** The data **
########################################

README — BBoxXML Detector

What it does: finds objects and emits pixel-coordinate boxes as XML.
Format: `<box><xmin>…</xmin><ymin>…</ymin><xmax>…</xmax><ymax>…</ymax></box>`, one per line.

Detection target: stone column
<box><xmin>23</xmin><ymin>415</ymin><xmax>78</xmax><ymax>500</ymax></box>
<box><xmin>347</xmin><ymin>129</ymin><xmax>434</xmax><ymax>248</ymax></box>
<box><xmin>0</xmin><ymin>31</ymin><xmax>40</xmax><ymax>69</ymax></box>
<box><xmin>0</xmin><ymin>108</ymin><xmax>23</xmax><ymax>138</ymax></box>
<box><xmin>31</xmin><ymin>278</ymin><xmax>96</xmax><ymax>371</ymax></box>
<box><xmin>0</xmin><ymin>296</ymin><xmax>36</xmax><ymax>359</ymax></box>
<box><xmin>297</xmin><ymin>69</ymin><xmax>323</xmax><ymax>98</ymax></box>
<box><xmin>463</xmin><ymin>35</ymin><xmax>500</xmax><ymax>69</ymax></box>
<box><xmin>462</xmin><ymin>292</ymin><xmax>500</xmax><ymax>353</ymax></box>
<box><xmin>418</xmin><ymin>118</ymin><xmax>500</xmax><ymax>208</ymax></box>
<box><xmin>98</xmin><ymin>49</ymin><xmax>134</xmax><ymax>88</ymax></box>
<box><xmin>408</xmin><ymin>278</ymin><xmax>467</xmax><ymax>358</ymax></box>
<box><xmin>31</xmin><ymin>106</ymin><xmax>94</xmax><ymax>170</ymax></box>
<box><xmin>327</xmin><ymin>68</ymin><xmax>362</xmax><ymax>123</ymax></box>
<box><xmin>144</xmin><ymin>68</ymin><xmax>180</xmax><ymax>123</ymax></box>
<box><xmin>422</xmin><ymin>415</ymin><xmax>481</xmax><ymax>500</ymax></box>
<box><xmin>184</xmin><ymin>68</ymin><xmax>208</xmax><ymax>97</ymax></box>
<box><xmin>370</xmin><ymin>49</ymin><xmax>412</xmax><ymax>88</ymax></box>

########################################

** What you are asked to do **
Reproduce all of the data above verbatim, keeping every line unchanged.

** Response below **
README — BBoxXML Detector

What it does: finds objects and emits pixel-coordinate boxes as XML.
Format: `<box><xmin>…</xmin><ymin>…</ymin><xmax>…</xmax><ymax>…</ymax></box>`, one per line.

Detection target: stone column
<box><xmin>23</xmin><ymin>415</ymin><xmax>78</xmax><ymax>500</ymax></box>
<box><xmin>347</xmin><ymin>129</ymin><xmax>434</xmax><ymax>248</ymax></box>
<box><xmin>0</xmin><ymin>31</ymin><xmax>40</xmax><ymax>69</ymax></box>
<box><xmin>0</xmin><ymin>108</ymin><xmax>23</xmax><ymax>138</ymax></box>
<box><xmin>31</xmin><ymin>278</ymin><xmax>96</xmax><ymax>371</ymax></box>
<box><xmin>0</xmin><ymin>296</ymin><xmax>36</xmax><ymax>359</ymax></box>
<box><xmin>297</xmin><ymin>69</ymin><xmax>323</xmax><ymax>98</ymax></box>
<box><xmin>463</xmin><ymin>35</ymin><xmax>500</xmax><ymax>69</ymax></box>
<box><xmin>462</xmin><ymin>292</ymin><xmax>500</xmax><ymax>353</ymax></box>
<box><xmin>418</xmin><ymin>118</ymin><xmax>500</xmax><ymax>208</ymax></box>
<box><xmin>98</xmin><ymin>49</ymin><xmax>134</xmax><ymax>88</ymax></box>
<box><xmin>408</xmin><ymin>278</ymin><xmax>467</xmax><ymax>358</ymax></box>
<box><xmin>31</xmin><ymin>106</ymin><xmax>94</xmax><ymax>170</ymax></box>
<box><xmin>327</xmin><ymin>68</ymin><xmax>362</xmax><ymax>123</ymax></box>
<box><xmin>144</xmin><ymin>68</ymin><xmax>180</xmax><ymax>123</ymax></box>
<box><xmin>422</xmin><ymin>415</ymin><xmax>481</xmax><ymax>500</ymax></box>
<box><xmin>184</xmin><ymin>68</ymin><xmax>208</xmax><ymax>97</ymax></box>
<box><xmin>370</xmin><ymin>49</ymin><xmax>412</xmax><ymax>88</ymax></box>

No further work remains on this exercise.